:: Document excerpt ::
***
Best answer: Ruins count? There's Winchester Palace on the South Bank.
posted by corvine at 5:28 AM on July 14, 2015 [1 favorite]


Best answer: I'm sorry but I don't know the right way to search for this, but London apparently has (physical) layers upon layers and you can go underground and see entire Georgian or Victorian streets and medieaval wells and such. I saw a programme about this on telly (therefore it must be true) unfortunately don't remember even a keyword that would help research it. 'Underground London' of course brings up something else entirely. 'Subterranean London' does bring up some stuff, mostly more modern than what your question mentions.

Guardian article about urban explorers, mostly old war rooms, resevoirs and sewers.

Excavating underground River Walbrook, leading to discovery of Roman skulls.

Wiki on subterranean London, leading to Subterranean Rivers of London and to Catacombs of London (a bit of a stub really, and nothing particularly ancient).

Stephen Walter's Map of Subterranean London.
posted by glasseyes at 5:30 AM on July 14, 2015 [1 favorite]


Best answer: You might also be interested in the stuff that the Crossrail digs are turning up.
posted by corvine at 6:07 AM on July 14, 2015


Best answer: There's lots of pieces of the London Wall (Roman) still standing in the Barbican estate.
***
:: Extracted information ::
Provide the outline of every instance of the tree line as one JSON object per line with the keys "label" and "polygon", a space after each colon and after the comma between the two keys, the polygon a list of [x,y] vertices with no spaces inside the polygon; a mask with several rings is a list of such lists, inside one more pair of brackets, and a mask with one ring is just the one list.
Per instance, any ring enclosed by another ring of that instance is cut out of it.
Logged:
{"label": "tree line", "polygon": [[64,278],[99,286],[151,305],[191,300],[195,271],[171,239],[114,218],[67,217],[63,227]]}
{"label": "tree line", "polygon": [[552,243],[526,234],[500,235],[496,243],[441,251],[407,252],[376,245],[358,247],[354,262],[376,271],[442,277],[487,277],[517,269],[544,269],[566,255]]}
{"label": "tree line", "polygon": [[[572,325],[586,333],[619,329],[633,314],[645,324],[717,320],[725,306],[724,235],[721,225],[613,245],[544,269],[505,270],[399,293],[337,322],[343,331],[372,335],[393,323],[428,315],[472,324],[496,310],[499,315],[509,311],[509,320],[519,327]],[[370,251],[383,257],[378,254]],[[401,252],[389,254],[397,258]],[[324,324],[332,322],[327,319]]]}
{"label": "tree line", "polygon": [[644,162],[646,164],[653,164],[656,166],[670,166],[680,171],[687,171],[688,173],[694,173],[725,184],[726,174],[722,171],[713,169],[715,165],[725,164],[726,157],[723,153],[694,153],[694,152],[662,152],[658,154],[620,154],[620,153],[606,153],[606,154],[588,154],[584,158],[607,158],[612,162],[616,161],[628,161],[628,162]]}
***
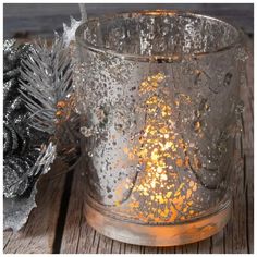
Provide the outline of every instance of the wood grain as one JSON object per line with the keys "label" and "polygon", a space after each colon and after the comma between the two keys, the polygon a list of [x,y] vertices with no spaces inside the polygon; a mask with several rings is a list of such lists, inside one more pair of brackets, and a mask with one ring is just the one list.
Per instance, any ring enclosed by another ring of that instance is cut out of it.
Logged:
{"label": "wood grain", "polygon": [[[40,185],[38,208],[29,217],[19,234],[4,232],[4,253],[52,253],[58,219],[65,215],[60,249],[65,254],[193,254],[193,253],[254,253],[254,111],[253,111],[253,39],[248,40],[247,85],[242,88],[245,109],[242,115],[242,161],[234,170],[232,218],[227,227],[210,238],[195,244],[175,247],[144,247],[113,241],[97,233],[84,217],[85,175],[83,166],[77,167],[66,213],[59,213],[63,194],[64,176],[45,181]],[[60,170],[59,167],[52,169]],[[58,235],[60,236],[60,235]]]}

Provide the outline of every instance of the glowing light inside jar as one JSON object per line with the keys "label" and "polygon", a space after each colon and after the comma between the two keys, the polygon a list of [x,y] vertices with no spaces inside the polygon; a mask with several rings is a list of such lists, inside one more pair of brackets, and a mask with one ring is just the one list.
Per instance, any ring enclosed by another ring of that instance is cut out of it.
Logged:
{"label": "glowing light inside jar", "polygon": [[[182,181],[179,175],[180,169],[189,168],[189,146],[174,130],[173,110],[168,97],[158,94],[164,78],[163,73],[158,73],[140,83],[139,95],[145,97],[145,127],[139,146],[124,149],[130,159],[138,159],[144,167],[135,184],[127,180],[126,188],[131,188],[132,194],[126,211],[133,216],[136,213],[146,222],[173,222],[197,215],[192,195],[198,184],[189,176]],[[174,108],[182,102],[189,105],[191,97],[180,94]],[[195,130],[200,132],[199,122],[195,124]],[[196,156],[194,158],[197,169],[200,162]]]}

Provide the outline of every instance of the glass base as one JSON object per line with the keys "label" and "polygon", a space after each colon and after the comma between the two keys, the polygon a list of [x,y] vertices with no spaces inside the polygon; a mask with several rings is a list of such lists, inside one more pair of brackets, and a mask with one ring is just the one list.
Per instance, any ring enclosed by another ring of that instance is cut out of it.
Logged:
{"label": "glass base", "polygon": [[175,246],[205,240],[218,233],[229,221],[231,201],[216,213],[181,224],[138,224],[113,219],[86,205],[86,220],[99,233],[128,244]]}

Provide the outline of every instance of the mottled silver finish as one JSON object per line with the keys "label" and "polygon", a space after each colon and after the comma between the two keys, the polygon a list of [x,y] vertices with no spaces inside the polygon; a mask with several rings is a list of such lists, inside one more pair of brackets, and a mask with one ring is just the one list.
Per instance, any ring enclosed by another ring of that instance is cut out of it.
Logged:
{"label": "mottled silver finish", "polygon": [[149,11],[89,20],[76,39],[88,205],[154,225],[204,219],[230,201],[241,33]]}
***
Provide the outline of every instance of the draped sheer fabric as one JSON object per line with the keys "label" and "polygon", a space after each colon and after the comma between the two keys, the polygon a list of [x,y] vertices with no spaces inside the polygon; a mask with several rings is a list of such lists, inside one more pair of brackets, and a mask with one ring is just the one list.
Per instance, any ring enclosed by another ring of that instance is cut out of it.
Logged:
***
:: Direction A ::
How many lines in the rows contain the string "silver"? Case counts, and the reply should be the number alone.
:: Direction B ::
Carry on the thread about historic sites in London from the point where it stops.

:: Result A ::
2

:: Result B ::
posted by goo at 6:16 AM on July 14, 2015 [1 favorite]


Oh by the way linking from Stephen Water's map here is a review for Peter Ackroyd's London Under: This is a short but punchy book. You can easily read it in two sittings... For those looking for a highly readable introduction, plumb any depth to get hold of a copy.
posted by glasseyes at 6:18 AM on July 14, 2015


Best answer: Strip the tarmac off many central London streets and you'll find cobbles. You can sometimes see the edges of them along the gutters.

Some abandoned tube stations exist in only fragmentary form.

Vanished City: London’s Lost Neighborhoods by Tom Bolton (I haven't read it).

Ghost road sign

All Hallows-by-the-Tower has some Roman tiles.

The City Wall has surviving sections.
posted by Leon at 6:57 AM on July 14, 2015


Best answer: London has a lot of fascinating archaeological/historical bits and pieces! Some of my favorite parts of Roman London, also in the map you linked, are the London Mithraeum (moved after excavation), and the Guildhall Roman amphitheatre remains-- this summer it's even hosting gladiators. Now a museum, but only discovered in the 1980's. All Hallows by the Tower, because Saxon remnants in the same building with Roman pavements is great.

I can recommend Londinium: a new map and guide to Roman London. The layout is pretty similar to the one you linked but I think it covers some smaller excavations and sites as well, though that won't always be visible. There's also the Londinium app amongst the other material produced through the Museum of London. I don't know about the overall thesis within Unearthing London: The Ancient World Beneath the Metropolis, but it gathers together some really great and overlooked sites: the Temple Bar gateway, Roman pavements within churches, Bronze Age barrows.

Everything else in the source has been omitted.